**The problem**.
Word for word, repeat the lines of the records from the one containing "Q. Locate the railing;" through the last line, both included.
-------- Input rows
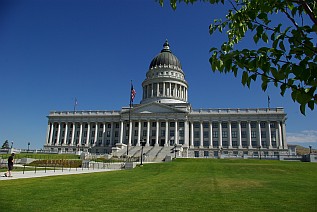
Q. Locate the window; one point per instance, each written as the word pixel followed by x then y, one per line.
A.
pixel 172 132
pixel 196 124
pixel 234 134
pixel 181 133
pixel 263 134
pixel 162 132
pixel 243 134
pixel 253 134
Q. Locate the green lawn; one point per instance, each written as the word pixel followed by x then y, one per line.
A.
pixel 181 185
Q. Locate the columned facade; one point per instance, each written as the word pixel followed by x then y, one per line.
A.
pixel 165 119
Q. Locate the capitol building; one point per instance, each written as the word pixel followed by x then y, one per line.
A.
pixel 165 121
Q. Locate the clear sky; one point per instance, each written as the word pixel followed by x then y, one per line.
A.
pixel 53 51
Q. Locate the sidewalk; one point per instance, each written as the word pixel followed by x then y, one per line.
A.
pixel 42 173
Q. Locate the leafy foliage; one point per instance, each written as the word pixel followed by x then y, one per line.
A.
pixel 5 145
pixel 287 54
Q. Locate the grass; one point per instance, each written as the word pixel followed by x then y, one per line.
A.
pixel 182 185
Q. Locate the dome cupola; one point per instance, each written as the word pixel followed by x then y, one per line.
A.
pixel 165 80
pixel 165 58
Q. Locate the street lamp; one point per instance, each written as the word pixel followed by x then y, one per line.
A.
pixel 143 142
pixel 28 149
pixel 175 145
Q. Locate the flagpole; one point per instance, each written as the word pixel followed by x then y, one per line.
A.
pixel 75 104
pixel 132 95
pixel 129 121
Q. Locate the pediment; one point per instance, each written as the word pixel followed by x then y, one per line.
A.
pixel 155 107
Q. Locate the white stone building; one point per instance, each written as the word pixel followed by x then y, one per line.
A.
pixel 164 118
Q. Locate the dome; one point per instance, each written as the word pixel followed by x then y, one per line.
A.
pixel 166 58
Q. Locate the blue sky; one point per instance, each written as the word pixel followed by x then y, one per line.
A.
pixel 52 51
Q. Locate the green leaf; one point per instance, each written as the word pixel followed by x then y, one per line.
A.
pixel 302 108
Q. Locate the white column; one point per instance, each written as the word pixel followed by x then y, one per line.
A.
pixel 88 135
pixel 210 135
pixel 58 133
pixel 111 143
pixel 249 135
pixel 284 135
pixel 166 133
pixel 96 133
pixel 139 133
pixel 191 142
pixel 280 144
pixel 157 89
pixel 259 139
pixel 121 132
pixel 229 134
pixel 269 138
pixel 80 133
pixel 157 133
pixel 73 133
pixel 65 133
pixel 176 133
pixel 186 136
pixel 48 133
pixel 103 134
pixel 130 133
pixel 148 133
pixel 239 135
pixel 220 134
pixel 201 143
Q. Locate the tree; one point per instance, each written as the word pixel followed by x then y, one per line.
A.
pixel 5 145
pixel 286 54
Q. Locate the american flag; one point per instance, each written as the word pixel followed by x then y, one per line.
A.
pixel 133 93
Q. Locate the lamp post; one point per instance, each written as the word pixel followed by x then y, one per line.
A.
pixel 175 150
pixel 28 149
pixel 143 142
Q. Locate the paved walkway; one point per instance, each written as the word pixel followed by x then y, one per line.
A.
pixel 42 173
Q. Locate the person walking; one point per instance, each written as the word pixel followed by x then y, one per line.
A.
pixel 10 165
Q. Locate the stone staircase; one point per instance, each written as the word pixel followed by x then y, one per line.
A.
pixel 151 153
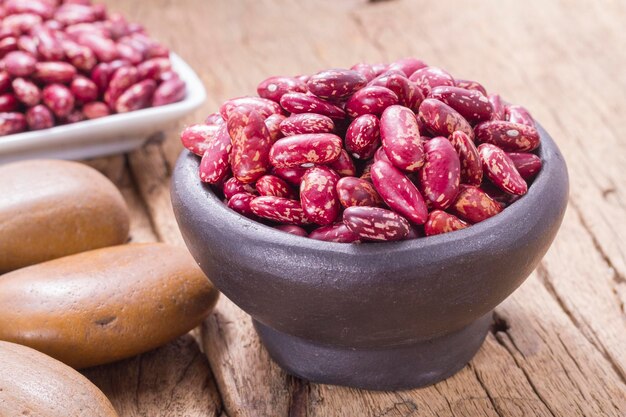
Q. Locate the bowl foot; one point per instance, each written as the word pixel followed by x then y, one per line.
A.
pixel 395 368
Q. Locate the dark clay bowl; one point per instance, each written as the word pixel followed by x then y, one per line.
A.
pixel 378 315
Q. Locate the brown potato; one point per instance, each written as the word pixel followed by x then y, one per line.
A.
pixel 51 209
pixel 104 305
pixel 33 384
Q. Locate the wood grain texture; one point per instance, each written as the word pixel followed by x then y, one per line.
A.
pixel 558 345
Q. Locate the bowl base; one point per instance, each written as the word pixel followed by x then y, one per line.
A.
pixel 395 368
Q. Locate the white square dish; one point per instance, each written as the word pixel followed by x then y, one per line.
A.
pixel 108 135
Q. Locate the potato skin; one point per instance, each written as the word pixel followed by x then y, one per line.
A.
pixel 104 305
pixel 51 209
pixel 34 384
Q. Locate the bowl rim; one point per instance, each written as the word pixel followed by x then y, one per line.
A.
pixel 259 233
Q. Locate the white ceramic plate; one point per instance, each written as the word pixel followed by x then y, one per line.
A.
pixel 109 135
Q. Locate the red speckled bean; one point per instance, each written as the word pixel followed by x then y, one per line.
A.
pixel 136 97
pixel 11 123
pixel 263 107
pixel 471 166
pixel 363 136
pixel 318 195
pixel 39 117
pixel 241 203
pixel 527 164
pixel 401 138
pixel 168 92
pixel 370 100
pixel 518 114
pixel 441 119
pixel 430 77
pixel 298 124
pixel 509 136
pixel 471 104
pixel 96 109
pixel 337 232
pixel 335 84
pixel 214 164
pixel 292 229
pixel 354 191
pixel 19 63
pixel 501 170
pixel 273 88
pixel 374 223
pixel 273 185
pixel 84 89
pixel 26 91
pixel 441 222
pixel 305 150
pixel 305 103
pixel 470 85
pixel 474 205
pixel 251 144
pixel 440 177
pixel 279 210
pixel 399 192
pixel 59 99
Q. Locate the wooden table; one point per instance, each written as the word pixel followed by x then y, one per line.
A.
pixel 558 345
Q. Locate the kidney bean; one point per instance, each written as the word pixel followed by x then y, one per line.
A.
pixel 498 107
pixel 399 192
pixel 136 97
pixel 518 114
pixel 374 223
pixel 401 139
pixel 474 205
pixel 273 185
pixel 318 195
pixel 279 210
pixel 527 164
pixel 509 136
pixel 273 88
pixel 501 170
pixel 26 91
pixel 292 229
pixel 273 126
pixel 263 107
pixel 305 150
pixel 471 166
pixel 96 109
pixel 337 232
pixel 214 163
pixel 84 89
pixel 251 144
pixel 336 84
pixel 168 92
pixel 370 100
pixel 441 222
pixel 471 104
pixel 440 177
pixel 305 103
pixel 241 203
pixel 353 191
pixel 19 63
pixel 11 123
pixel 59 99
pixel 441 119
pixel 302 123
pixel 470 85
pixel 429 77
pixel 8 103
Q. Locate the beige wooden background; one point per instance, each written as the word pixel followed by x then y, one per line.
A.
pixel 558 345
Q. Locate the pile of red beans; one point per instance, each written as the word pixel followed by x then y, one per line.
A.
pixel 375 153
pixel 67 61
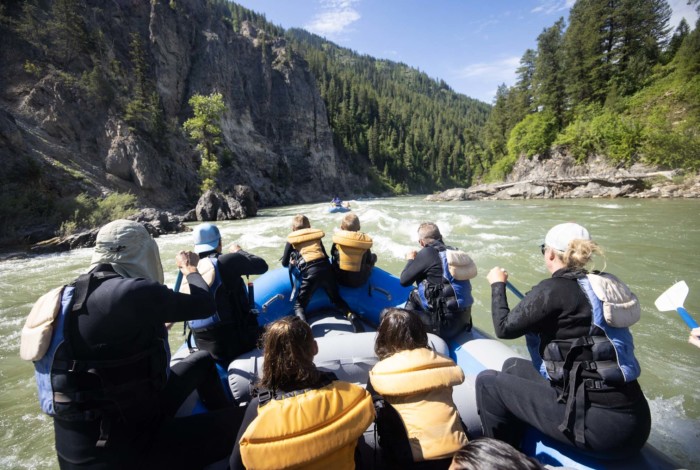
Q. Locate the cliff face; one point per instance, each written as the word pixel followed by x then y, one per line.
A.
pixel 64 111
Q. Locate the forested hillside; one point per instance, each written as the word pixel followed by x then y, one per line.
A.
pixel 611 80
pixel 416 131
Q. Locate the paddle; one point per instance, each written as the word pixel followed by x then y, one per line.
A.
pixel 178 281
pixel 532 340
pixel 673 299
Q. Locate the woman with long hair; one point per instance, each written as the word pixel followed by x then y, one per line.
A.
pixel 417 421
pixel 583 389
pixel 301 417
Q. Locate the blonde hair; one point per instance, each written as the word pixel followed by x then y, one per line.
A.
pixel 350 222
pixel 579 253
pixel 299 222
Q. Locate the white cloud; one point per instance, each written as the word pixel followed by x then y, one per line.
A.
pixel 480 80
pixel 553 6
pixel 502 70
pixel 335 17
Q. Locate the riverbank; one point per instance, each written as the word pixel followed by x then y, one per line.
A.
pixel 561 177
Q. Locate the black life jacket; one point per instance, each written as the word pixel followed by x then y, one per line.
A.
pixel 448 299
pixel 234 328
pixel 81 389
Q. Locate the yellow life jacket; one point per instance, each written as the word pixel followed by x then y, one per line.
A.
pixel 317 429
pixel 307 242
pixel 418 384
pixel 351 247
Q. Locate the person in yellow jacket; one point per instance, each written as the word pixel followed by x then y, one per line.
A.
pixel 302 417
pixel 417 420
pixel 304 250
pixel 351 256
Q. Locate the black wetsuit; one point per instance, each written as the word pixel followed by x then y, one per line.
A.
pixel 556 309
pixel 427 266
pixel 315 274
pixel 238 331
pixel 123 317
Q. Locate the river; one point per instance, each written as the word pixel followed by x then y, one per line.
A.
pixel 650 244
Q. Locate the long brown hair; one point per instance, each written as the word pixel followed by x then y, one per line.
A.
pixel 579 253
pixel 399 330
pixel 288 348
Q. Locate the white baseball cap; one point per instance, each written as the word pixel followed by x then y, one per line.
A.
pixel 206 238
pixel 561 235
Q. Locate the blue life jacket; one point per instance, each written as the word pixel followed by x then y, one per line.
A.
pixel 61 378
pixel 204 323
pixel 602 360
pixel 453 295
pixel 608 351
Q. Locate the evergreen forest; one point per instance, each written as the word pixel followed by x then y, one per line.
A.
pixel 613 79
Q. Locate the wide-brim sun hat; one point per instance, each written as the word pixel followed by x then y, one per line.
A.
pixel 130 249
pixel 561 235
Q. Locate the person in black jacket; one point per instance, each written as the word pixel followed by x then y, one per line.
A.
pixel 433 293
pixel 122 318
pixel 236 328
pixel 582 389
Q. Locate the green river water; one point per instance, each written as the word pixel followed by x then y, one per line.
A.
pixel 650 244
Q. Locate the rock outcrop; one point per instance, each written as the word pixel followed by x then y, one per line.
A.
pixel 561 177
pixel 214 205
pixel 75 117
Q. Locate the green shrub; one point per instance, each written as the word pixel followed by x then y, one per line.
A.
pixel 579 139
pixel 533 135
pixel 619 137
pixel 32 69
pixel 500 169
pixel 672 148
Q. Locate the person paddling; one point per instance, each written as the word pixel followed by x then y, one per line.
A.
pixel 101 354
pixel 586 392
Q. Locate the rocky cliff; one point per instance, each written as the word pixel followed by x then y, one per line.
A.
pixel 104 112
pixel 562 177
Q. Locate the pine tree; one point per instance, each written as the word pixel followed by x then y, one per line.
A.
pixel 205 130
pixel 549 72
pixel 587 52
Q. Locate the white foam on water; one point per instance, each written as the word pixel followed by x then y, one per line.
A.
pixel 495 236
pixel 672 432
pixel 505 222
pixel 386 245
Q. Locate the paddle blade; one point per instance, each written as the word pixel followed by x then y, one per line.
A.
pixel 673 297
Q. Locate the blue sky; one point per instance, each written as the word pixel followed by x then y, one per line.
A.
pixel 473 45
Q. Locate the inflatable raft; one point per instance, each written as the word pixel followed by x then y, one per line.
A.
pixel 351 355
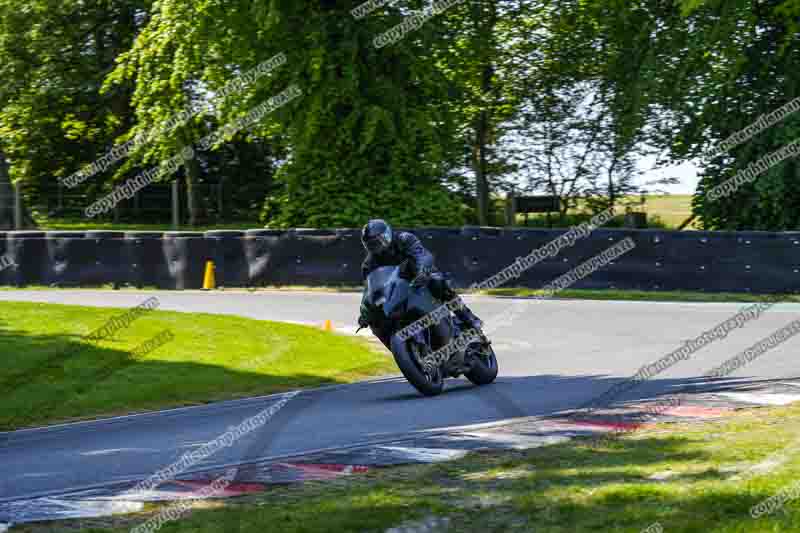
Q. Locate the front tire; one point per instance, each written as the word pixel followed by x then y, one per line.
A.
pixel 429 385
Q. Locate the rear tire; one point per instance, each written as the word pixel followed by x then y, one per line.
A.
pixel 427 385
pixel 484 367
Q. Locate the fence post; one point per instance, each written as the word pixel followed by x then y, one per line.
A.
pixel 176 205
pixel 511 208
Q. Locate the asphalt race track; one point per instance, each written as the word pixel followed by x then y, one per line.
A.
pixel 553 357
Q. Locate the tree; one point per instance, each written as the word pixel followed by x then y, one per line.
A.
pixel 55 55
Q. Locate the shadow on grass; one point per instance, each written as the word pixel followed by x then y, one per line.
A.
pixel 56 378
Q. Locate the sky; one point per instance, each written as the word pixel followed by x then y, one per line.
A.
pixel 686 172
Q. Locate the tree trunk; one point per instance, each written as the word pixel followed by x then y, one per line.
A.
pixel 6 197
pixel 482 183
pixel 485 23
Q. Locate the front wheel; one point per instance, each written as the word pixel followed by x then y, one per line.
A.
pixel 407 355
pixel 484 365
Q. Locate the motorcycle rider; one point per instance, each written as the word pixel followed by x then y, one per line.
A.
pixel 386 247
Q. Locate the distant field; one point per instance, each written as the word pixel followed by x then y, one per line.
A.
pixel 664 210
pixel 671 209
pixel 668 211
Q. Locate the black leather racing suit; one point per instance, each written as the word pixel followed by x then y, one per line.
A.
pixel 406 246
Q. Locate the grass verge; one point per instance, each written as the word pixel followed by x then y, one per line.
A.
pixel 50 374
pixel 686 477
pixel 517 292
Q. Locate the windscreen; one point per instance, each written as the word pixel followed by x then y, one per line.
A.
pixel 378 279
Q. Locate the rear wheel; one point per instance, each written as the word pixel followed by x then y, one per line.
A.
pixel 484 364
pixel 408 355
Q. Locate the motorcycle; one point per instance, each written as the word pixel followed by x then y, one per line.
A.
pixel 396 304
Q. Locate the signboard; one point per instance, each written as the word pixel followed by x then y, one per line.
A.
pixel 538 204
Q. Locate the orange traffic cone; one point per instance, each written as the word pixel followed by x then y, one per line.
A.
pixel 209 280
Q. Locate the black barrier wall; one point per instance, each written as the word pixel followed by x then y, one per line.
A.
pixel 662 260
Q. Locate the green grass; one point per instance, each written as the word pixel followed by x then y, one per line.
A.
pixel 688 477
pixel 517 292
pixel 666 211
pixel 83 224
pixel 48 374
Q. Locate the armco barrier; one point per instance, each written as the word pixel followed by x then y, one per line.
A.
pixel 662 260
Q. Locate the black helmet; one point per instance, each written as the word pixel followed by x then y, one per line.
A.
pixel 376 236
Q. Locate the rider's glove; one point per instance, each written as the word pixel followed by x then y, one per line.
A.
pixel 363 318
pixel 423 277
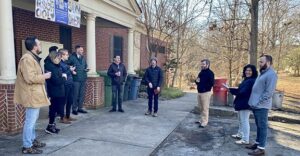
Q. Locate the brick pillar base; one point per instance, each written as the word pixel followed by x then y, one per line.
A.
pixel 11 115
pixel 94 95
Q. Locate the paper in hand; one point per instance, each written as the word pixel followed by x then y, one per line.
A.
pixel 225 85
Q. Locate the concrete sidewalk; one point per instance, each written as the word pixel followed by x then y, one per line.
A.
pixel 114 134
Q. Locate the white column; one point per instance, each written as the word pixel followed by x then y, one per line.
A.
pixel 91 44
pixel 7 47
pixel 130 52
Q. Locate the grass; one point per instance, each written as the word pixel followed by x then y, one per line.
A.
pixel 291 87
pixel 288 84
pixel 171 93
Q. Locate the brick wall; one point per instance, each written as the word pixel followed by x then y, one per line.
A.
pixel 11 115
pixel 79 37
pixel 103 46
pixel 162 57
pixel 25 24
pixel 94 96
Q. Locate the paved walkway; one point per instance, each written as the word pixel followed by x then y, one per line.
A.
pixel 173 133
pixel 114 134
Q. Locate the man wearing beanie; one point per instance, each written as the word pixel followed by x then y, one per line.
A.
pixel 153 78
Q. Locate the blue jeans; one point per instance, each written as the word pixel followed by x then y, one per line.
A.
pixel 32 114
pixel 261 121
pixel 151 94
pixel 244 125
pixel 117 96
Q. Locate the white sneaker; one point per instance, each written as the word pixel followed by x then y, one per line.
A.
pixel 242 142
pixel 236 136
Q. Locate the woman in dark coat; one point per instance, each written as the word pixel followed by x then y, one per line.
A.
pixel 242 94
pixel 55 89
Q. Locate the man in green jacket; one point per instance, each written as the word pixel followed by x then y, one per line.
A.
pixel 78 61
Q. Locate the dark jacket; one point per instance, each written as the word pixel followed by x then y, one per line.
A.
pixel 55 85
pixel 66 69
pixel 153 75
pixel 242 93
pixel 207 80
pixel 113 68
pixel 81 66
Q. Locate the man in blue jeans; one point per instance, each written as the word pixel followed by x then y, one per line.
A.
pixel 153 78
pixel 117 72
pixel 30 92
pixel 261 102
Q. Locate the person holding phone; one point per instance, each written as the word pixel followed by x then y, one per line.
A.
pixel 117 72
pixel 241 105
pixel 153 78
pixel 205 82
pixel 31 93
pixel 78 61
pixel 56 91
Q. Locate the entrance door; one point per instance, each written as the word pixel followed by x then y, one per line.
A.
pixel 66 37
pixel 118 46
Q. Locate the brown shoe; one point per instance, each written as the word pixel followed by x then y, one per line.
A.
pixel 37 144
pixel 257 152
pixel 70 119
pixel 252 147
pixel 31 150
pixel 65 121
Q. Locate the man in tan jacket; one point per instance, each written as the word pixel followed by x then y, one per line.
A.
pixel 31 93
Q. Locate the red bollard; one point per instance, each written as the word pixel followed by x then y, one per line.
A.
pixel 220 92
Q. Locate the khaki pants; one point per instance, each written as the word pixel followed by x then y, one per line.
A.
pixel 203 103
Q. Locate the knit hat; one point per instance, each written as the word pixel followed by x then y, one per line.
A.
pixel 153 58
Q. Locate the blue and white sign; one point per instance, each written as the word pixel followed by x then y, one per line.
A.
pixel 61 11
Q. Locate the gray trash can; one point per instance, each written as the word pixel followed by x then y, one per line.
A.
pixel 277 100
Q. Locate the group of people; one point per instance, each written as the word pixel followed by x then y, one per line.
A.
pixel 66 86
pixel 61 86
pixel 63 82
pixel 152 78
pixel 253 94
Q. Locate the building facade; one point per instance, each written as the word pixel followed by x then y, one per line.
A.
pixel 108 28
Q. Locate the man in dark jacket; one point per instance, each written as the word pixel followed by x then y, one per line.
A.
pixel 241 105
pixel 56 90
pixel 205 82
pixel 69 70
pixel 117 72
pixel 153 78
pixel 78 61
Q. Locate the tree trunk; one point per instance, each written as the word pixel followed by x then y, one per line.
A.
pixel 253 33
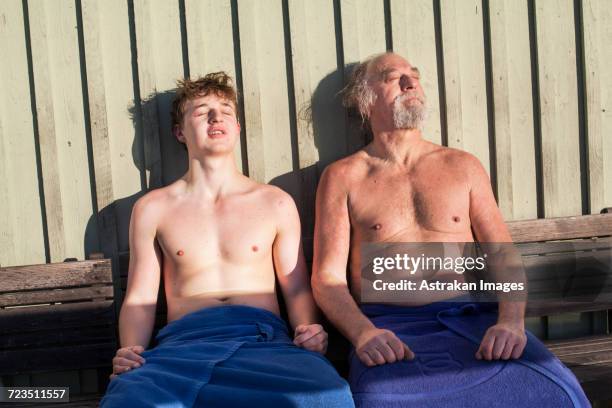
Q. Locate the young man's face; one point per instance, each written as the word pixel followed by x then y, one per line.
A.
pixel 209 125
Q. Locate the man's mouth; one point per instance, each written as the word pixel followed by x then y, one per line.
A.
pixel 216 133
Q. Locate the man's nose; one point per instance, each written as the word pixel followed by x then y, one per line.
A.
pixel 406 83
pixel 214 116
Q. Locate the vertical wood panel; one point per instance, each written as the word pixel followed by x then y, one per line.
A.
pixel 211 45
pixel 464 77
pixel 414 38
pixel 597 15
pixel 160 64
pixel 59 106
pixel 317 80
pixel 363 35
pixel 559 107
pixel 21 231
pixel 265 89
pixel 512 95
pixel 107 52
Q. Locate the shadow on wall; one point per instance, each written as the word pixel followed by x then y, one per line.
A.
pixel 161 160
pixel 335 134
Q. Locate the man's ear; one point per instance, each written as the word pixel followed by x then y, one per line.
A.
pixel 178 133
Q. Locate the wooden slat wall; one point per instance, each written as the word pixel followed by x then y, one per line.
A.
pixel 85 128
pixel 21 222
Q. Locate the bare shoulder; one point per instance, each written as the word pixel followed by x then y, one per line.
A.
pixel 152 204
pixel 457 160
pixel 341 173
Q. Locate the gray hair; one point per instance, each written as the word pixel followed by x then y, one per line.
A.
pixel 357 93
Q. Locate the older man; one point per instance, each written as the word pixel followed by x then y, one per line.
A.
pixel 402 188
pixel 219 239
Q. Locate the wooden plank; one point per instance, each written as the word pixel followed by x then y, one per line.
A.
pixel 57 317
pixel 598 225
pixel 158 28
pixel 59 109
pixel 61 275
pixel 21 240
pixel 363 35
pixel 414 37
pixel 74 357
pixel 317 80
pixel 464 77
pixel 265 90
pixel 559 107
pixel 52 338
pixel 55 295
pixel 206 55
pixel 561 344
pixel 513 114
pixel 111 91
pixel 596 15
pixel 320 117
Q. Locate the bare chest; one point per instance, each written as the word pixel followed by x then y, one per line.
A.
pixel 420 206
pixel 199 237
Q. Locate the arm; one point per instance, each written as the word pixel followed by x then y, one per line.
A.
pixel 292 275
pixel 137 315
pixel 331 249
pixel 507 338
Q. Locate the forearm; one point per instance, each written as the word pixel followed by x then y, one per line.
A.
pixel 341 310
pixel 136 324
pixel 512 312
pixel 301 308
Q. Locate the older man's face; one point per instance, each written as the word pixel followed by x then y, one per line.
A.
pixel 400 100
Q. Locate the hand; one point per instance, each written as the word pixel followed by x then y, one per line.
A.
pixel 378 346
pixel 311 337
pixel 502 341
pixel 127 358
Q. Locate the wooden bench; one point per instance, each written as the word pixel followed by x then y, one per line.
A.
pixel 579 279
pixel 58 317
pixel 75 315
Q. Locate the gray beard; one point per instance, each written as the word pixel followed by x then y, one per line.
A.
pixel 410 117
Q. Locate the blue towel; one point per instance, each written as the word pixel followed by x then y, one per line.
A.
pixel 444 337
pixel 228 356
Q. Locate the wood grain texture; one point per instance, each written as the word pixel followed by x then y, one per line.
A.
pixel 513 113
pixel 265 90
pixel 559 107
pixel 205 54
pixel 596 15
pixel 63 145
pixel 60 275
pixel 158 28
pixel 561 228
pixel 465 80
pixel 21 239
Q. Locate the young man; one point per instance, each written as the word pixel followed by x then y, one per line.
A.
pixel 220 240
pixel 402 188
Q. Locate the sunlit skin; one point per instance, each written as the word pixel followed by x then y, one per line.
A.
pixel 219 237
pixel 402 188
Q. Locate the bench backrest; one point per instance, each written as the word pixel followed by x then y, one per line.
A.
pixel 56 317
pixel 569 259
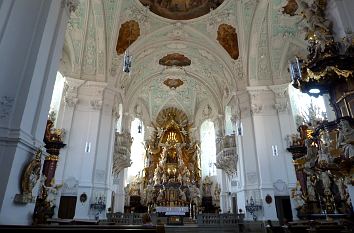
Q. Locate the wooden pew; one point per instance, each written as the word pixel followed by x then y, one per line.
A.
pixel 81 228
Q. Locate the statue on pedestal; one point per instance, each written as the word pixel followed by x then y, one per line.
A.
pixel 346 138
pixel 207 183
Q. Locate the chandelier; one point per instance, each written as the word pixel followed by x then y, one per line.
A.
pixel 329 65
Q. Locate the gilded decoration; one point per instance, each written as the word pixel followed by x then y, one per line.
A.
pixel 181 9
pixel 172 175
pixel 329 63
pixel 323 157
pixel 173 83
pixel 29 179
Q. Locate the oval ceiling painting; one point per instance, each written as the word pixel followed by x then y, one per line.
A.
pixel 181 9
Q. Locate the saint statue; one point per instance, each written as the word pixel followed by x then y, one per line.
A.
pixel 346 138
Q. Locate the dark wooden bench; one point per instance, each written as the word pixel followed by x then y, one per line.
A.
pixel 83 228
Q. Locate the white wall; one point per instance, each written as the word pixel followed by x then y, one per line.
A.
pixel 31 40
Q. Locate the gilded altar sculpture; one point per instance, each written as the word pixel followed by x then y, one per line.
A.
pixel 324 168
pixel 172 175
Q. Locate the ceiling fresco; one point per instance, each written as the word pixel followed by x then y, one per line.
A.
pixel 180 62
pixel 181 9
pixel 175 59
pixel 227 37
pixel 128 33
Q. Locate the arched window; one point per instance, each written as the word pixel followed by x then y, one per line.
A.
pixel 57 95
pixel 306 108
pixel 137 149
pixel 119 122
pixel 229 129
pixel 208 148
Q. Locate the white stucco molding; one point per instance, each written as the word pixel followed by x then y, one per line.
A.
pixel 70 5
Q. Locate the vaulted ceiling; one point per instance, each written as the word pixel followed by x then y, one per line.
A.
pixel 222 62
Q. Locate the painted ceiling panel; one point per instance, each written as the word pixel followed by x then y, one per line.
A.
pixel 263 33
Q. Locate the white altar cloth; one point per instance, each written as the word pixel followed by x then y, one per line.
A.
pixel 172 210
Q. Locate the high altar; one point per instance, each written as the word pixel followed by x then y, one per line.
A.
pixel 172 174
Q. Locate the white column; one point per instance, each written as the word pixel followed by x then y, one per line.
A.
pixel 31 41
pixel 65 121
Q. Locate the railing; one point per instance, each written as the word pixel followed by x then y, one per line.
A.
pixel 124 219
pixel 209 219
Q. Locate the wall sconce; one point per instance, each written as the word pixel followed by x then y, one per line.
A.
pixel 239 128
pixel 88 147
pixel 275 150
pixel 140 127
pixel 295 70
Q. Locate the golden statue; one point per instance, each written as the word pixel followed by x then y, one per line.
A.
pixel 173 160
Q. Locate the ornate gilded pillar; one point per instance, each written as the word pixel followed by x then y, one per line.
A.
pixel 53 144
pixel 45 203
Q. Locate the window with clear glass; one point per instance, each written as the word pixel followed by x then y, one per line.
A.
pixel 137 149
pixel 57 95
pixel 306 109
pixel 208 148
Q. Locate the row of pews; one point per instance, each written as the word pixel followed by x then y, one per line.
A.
----------------
**Exercise response**.
Q. Locate the railing; one point per instance, each written as the word pixel followed by x then y, one per line.
A.
pixel 124 219
pixel 209 219
Q. Locate the wall sconce; one point per instance, each written as the word pixel followed by x then y, one per line.
A.
pixel 239 128
pixel 88 147
pixel 275 150
pixel 140 127
pixel 295 70
Q. Locate the golden statue; one point per instance, each written as the word pixel followed by x then y, one per line.
A.
pixel 173 160
Q. Locate the ornate gilded pillar; one point per instance, each written as the word pixel followed by x then y, one per line.
A.
pixel 53 144
pixel 45 203
Q. Locate the window with clear glass; one point per instance, each written as the word pixel followed by x then y, one per line.
A.
pixel 137 149
pixel 57 95
pixel 306 109
pixel 208 148
Q. Locate the row of pews; one point per instance, each written as the word pixel followed by x then y, one per line.
A.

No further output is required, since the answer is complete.